> **Enunciado da tarefa**
Extraia do texto sobre livros de quadrinhos, sem nenhuma alteração, tudo o que vem desde "Apesar de desconhecido" até "to the Zone .", mais abaixo.

> **Texto apresentado**
==================================================

Mesmo que você não concorde com muitas das opiniões do autor ou até o ache um pouco pretensioso em alguns momentos, Comics, Comix and Graphic Novels constitui-se em boa fonte de referência para pesquisadores e aficcionados. E com mais um diferencial: o belo projeto gráfico que caracteriza todas as publicações da Phaidon.
CHELSEA, David. Perspective! for comic book artists: how to achieve a professional look in your artwork . New York : Watson-Guptill Publications, 1997. 176 p. ISBN 0-8230-0567-4 US$19.95
Imagine uma história do Homem-Aranha onde o nosso herói não apareça saltando ou se balançando entre os prédios e arranha-céus de Nova Iorque. Impossível, a não ser que ele tenha sido arrancado de seu ambiente, ou, até, que o desenhista tenha se esquecido de acrescentar os cenários. Esse exemplo serve para mostrar a importância do conhecimento sobre perspectiva, que torna possível ao artista desenhar, nos mais diversos ângulos, cenários de grandes metrópoles ou um simples cômodo mobiliado. Por isso, um livro como Perspective! for comic book artists: how to achieve a professional look in your artwork , do cartunista americano David Chelsea, é mais do que bem-vindo.
Apesar de desconhecido no Brasil, o autor é um desenhista experiente, tendo colaborado em diversas publicações como, por exemplo, o New York Times , a Reader’s Digest (mais conhecida por aqui como Seleções) e Spy. Além disso, produz caricaturas para o New York Observer e é autor de duas graphic-novels autobiográficas, David Chelsea in Love e Welcome to the Zone .

==================================================

> **Informações**

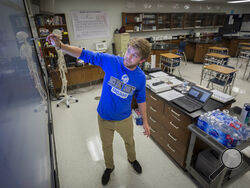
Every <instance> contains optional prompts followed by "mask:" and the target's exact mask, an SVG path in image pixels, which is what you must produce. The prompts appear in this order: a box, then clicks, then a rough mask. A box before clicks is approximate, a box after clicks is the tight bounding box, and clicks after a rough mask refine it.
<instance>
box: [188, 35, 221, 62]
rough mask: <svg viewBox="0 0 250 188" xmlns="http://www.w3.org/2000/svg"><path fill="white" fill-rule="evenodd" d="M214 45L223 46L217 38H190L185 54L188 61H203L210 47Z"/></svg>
mask: <svg viewBox="0 0 250 188" xmlns="http://www.w3.org/2000/svg"><path fill="white" fill-rule="evenodd" d="M212 46H222V44H221V43H219V42H217V41H216V40H211V39H209V40H205V39H201V40H199V39H189V40H187V44H186V48H185V54H186V58H187V60H188V61H193V62H194V63H203V62H204V57H205V55H206V53H207V52H208V48H209V47H212Z"/></svg>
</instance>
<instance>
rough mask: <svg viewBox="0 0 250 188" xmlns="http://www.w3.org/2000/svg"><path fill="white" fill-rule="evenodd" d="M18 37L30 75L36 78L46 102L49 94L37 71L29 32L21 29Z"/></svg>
mask: <svg viewBox="0 0 250 188" xmlns="http://www.w3.org/2000/svg"><path fill="white" fill-rule="evenodd" d="M16 38H17V40H18V42H19V43H20V44H21V48H20V56H21V58H22V59H24V60H26V61H27V65H28V68H29V72H30V76H31V77H32V79H33V80H34V82H35V87H36V89H37V90H38V92H39V94H40V96H41V98H42V101H41V104H46V103H45V102H46V100H47V94H46V92H45V91H44V89H43V87H42V85H41V82H40V79H39V75H38V72H37V67H36V63H35V62H34V60H33V57H32V47H31V45H30V44H29V42H28V40H27V38H28V34H27V33H26V32H23V31H19V32H17V33H16Z"/></svg>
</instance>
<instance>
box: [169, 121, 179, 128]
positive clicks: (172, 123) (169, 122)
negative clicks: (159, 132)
mask: <svg viewBox="0 0 250 188" xmlns="http://www.w3.org/2000/svg"><path fill="white" fill-rule="evenodd" d="M169 123H170V125H172V126H173V127H174V128H175V129H179V127H178V126H176V125H175V124H173V122H172V121H170V122H169Z"/></svg>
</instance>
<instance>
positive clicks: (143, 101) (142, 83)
mask: <svg viewBox="0 0 250 188" xmlns="http://www.w3.org/2000/svg"><path fill="white" fill-rule="evenodd" d="M79 59H81V60H83V61H85V62H88V63H91V64H92V65H97V66H100V67H101V68H102V69H103V71H104V72H105V76H104V81H103V88H102V95H101V99H100V102H99V105H98V108H97V112H98V114H99V115H100V116H101V118H103V119H105V120H123V119H126V118H128V117H129V116H130V114H131V102H132V98H133V95H135V98H136V101H137V103H143V102H145V101H146V77H145V74H144V72H143V71H142V70H141V69H140V68H139V67H136V69H135V70H132V71H131V70H129V69H128V68H126V67H125V66H124V64H123V59H124V58H123V57H120V56H115V55H111V54H106V53H94V52H91V51H88V50H83V51H82V53H81V55H80V57H79Z"/></svg>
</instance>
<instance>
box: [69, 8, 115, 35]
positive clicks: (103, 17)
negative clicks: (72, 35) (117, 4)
mask: <svg viewBox="0 0 250 188" xmlns="http://www.w3.org/2000/svg"><path fill="white" fill-rule="evenodd" d="M71 18H72V22H73V28H74V38H75V40H79V39H89V38H98V37H99V38H101V37H109V35H110V31H109V28H110V27H109V20H108V16H107V13H106V12H104V11H72V12H71Z"/></svg>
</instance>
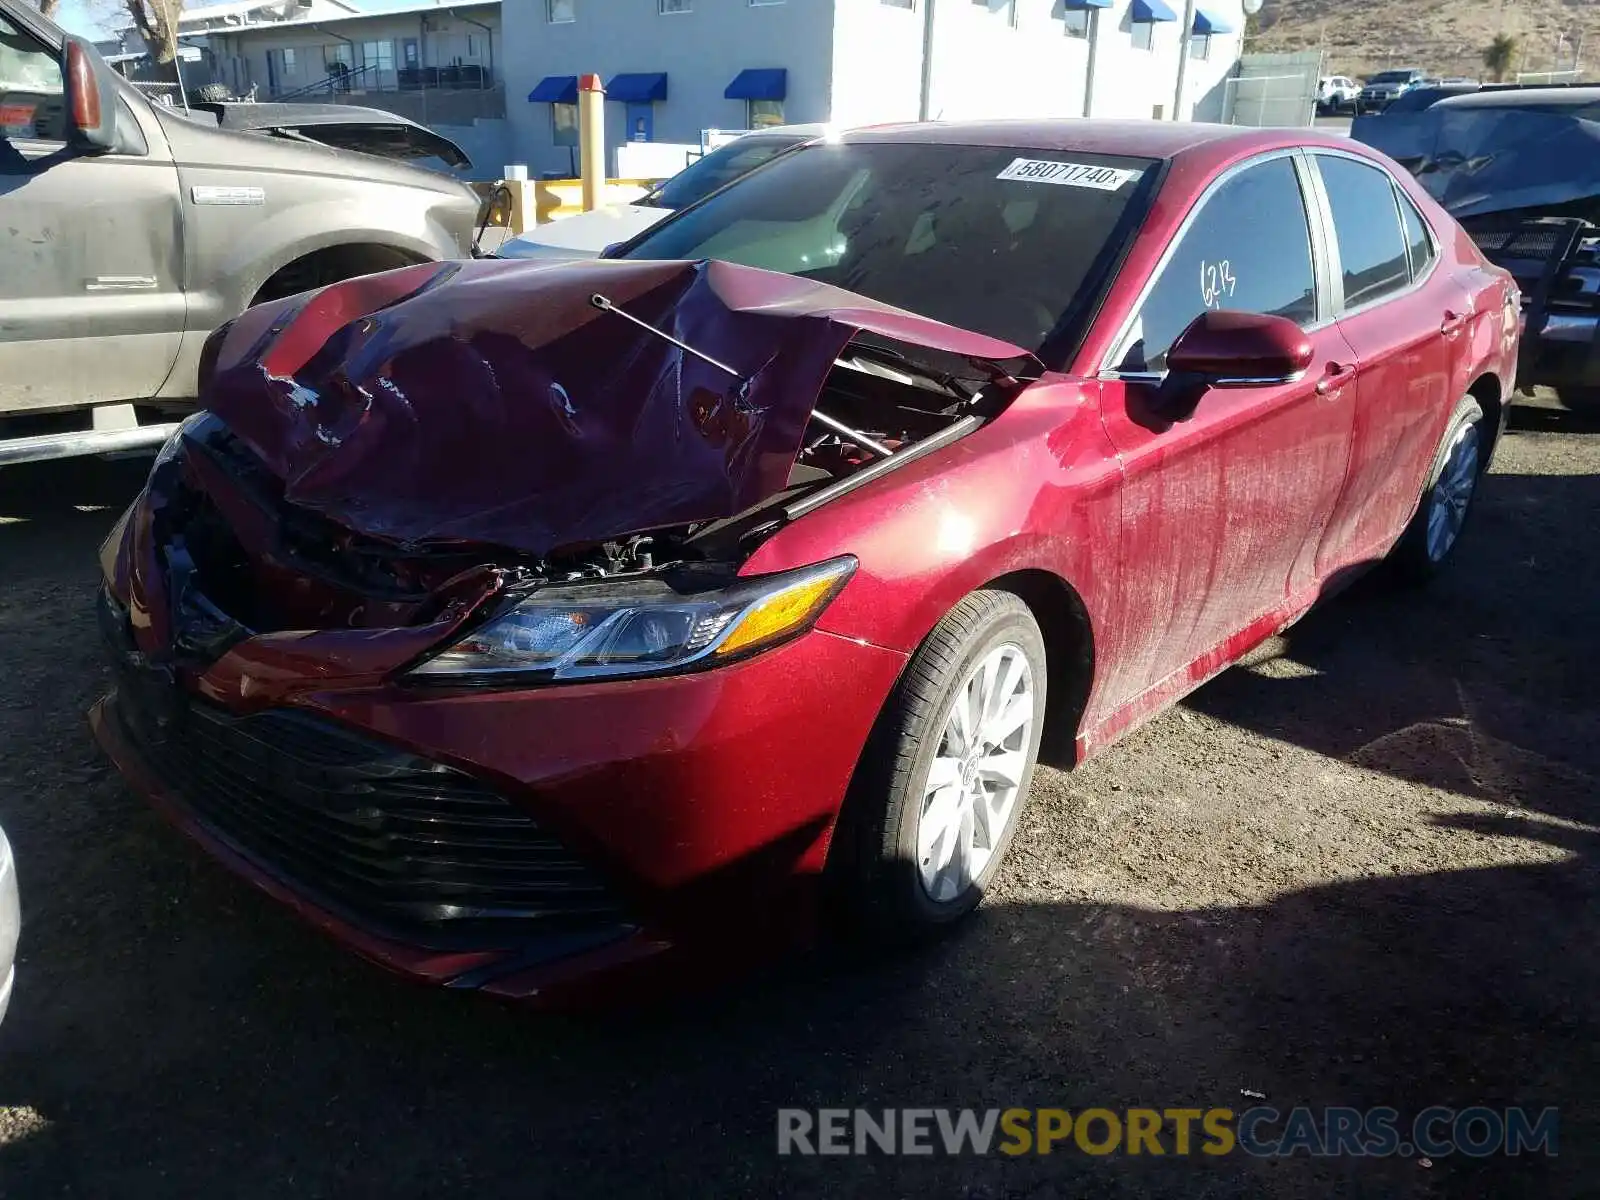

==================================================

> **Resposta escrita**
Apesar de desconhecido no Brasil, o autor é um desenhista experiente, tendo colaborado em diversas publicações como, por exemplo, o New York Times , a Reader’s Digest (mais conhecida por aqui como Seleções) e Spy. Além disso, produz caricaturas para o New York Observer e é autor de duas graphic-novels autobiográficas, David Chelsea in Love e Welcome to the Zone .